The U.S. EPA filed a motion on April 30 asking the court to vacate the SREs. In the motion, the EPA said the agency “did not analyze determinative legal questions regarding whether Sinclair’s refineries qualified to receive extensions of the small refinery exemption under controlling case law established by” the Tenth Circuit Court of Appeals in its January 2020 ruling on SREs, “and there is substantial uncertainty whether, if EPA performed such an analysis, it could grant the petitions submitted by Sinclair.”

The EPA also said in its motion that Sinclair has already retired the renewable identification numbers (RINs) necessary to demonstrate compliance with its 2018 and 2019 Renewable Fuel Standard obligations. The EPA said that remanding its decision with vacatur “would preserve the status quo ante by ensuring that the RINs that Sinclair already retired to demonstrate its small refineries’ compliance with their 2018 and 2019 compliance obligations remain retired while EPA reconsiders Sinclair’s exemption petitions.”

Sinclair on May 18 filed a response with the court stating that the company does not oppose the EPA’s April 30 request for vacatur and remand. The court on May 19 granted the unopposed motion for vacatur and voluntary remand. “We vacate the agency’s decision and remand for further administrative proceedings consistent with this court’s decision in [Renewable Fuels Association v. EPA].” That decision, handed down in January 2020, determined that the EPA cannot “extend” exemptions to any small refineries whose earlier, temporary exemptions had lapsed.

* DIRECTIONS *
1. Answer these from the Sinclair exemption text:
(a) On what date did the EPA file its motion asking the court to vacate the SREs?
(b) For which two years' Renewable Fuel Standard obligations had Sinclair already retired RINs?
(c) On what date did the court grant the motion for vacatur and voluntary remand?
2. Return the stretch of the Sinclair exemption text from "Sinclair on May" through "exemptions had lapsed.", copied word for word.
The records come from a separate source, unrelated to the text above.

(Bounding-box records)
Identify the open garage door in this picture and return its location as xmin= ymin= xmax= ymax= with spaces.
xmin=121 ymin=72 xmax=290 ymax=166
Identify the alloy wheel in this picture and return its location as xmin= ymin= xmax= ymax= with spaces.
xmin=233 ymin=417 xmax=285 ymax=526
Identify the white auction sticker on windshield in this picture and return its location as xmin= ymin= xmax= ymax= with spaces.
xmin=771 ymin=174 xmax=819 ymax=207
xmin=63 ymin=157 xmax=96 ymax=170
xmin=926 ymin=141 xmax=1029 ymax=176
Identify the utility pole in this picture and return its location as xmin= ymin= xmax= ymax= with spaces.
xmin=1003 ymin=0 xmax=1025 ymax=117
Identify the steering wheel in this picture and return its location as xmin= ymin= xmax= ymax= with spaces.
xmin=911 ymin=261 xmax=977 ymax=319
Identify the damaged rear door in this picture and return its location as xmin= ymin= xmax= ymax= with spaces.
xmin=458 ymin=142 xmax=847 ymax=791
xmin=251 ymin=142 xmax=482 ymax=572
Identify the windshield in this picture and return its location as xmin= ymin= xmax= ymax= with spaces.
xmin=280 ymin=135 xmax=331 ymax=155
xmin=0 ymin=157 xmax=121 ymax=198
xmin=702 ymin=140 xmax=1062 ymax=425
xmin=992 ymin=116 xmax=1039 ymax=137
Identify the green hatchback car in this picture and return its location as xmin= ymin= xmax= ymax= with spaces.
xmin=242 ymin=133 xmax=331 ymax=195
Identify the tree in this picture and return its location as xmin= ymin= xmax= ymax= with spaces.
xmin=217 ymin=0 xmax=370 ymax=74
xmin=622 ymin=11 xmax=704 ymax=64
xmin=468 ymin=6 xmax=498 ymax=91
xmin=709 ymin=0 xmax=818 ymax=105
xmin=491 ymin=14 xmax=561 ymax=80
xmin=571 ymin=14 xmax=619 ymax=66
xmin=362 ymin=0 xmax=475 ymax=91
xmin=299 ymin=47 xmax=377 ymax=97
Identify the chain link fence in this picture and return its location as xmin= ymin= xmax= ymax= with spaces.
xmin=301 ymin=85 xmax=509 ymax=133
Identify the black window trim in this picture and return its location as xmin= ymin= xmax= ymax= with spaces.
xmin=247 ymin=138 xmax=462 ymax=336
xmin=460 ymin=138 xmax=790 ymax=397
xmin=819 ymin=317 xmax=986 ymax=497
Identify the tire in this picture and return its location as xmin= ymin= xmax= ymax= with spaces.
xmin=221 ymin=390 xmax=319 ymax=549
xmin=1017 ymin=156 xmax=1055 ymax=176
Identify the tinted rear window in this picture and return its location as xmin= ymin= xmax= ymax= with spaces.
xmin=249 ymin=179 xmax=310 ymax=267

* RESULTS FOR EACH TASK *
1.
(a) April 30
(b) 2018 and 2019
(c) May 19

2.
Sinclair on May 18 filed a response with the court stating that the company does not oppose the EPA’s April 30 request for vacatur and remand. The court on May 19 granted the unopposed motion for vacatur and voluntary remand. “We vacate the agency’s decision and remand for further administrative proceedings consistent with this court’s decision in [Renewable Fuels Association v. EPA].” That decision, handed down in January 2020, determined that the EPA cannot “extend” exemptions to any small refineries whose earlier, temporary exemptions had lapsed.